Brief:
Please rewrite the items below as a numbered list, leaving out any blank lines.

Data for the task:

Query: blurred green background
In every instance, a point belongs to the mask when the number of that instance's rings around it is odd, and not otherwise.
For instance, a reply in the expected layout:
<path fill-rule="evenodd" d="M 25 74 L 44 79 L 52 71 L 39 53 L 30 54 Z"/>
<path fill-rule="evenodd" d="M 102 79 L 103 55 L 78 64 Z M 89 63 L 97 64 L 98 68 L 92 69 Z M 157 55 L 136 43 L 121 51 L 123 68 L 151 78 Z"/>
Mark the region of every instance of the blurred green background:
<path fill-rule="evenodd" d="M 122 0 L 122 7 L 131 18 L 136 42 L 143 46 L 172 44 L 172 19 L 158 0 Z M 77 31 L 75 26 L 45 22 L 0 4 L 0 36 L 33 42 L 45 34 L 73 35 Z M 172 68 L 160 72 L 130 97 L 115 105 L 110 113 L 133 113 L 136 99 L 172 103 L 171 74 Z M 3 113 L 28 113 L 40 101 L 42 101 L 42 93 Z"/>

Written answer:
1. Query: blurred green background
2. In every instance, a point belongs to the mask when the number of that instance's rings around it is odd, and not otherwise.
3. For instance, a reply in the expected layout:
4. <path fill-rule="evenodd" d="M 25 74 L 44 79 L 52 71 L 39 53 L 30 54 Z"/>
5. <path fill-rule="evenodd" d="M 102 79 L 103 55 L 78 64 Z M 89 63 L 97 64 L 98 68 L 92 69 Z M 157 55 L 136 43 L 121 51 L 123 68 L 151 78 Z"/>
6. Mark the region of every instance of the blurred green background:
7. <path fill-rule="evenodd" d="M 122 0 L 122 7 L 131 18 L 136 42 L 143 46 L 172 44 L 172 19 L 158 0 Z M 77 31 L 75 26 L 45 22 L 0 4 L 0 36 L 33 42 L 45 34 L 73 35 Z M 172 68 L 160 72 L 130 97 L 115 105 L 110 113 L 133 113 L 136 99 L 172 103 L 171 74 Z M 3 113 L 28 113 L 40 101 L 42 101 L 42 93 Z"/>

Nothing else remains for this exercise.